_REQUIRED TASK 1_
Rewrite the rows from the first one through the line containing "x=284, y=519", replacing "retail shelf audit" with "equine field survey" and leaving everything else unchanged. Omit the pictures from your output.

_EXCERPTED PASSAGE_
= = = =
Integrating Testwell CTC++ with Bazel

9 November 2023 — by Johan Herland, Mark Karpov

While working for a Tweag client, improving and optimizing their Bazel build system, the client gave us a side quest: Enable their CI pipeline to produce regular and complete coverage reports with Testwell CTC++ — a code coverage tool from Verifysoft. This article explains how we integrated Testwell CTC++ coverage testing into their Bazel build system.

Integrating coverage testing with Testwell CTC++ into a project that builds with Bazel has its own unique challenges. We navigated the combination of these two tools to provide a solution that was a good fit for our client.

The mismatch between Bazel’s built-in coverage support and CTC++

As described in its documentation, Bazel does include some support for code coverage reports, however, it is relatively limited and inflexible, only supporting GCOV/LCOV formats (see this Bazel issue for more details). Testwell CTC++, on the other hand, uses its own format, and overall uses a different approach and workflow to coverage analysis than the GNU tool suite.
= = = =
_REQUIRED TASK 2_
Condense the paragraph of the Bazel coverage article that begins "As described in its documentation" into a short bulleted list that keeps its main facts.

_RAW RECORDS_
= = = =
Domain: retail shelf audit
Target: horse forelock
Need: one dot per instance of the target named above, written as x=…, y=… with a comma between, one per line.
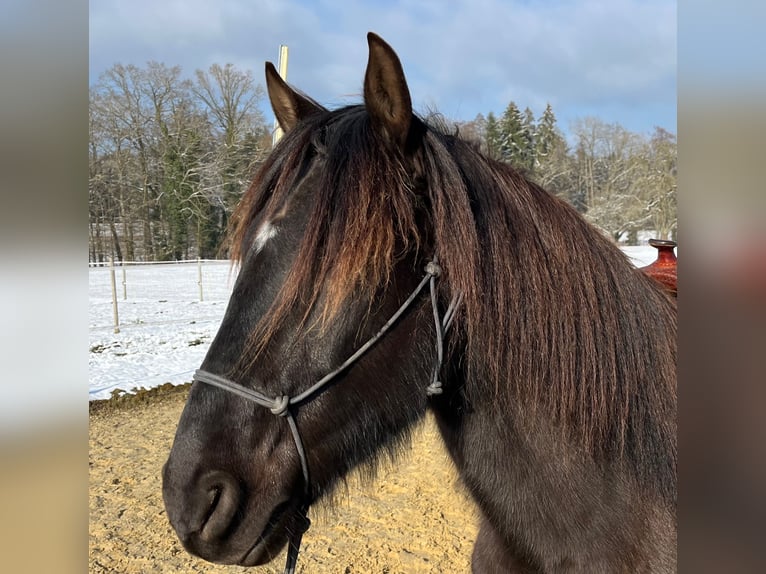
x=557, y=323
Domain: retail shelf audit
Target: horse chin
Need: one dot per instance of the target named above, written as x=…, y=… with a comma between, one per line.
x=284, y=519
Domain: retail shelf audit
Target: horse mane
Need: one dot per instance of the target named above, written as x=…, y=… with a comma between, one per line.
x=555, y=319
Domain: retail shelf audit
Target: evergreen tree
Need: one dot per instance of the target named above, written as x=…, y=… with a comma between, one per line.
x=527, y=143
x=492, y=136
x=512, y=139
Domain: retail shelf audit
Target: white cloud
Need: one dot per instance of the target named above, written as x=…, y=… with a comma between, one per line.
x=464, y=56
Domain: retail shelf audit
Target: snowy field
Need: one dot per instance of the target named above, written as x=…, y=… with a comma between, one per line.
x=165, y=330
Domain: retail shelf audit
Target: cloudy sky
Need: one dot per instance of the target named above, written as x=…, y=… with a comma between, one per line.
x=614, y=59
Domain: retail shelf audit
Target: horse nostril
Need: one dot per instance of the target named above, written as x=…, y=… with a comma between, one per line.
x=223, y=493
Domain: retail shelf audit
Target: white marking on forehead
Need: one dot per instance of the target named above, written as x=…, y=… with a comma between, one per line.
x=266, y=232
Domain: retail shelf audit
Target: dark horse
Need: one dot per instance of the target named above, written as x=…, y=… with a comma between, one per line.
x=554, y=388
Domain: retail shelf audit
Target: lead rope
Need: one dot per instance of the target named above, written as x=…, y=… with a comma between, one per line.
x=281, y=406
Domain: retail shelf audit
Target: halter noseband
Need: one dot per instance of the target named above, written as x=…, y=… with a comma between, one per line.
x=285, y=406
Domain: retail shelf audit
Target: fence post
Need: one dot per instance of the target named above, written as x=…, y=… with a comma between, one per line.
x=199, y=277
x=114, y=296
x=124, y=282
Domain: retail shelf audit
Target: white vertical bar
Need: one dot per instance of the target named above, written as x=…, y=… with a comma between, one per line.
x=114, y=296
x=199, y=276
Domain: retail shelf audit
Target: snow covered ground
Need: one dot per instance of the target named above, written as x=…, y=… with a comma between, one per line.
x=165, y=330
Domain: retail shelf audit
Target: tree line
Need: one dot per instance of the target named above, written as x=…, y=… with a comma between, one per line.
x=170, y=157
x=622, y=182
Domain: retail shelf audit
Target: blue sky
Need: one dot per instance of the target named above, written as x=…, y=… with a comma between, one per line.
x=614, y=59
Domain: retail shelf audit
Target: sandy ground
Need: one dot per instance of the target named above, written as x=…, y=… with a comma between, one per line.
x=414, y=517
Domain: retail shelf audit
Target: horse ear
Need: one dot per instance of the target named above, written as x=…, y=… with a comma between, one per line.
x=289, y=106
x=386, y=94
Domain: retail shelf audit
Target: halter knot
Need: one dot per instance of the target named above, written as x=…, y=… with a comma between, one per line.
x=281, y=405
x=433, y=269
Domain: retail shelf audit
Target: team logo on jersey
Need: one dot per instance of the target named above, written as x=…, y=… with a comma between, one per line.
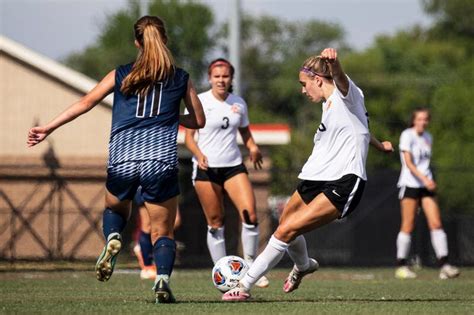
= = = =
_OUTPUT 1_
Domain: equine field survey
Target: horse forelock
Need: one dot per instance of the target named above, written as x=…, y=… with a comma between, one per line.
x=557, y=323
Domain: equine field survey
Target: horse chin
Need: one dot per instance of the target named above, written as x=…, y=… with a comma between, one per line.
x=284, y=519

_OUTPUT 2_
- Bazel has some built-in support for code coverage reports, but it is relatively limited and inflexible.
- It supports only the GCOV/LCOV formats.
- Testwell CTC++ uses its own format.
- Its approach and workflow for coverage analysis differ from those of the GNU tool suite.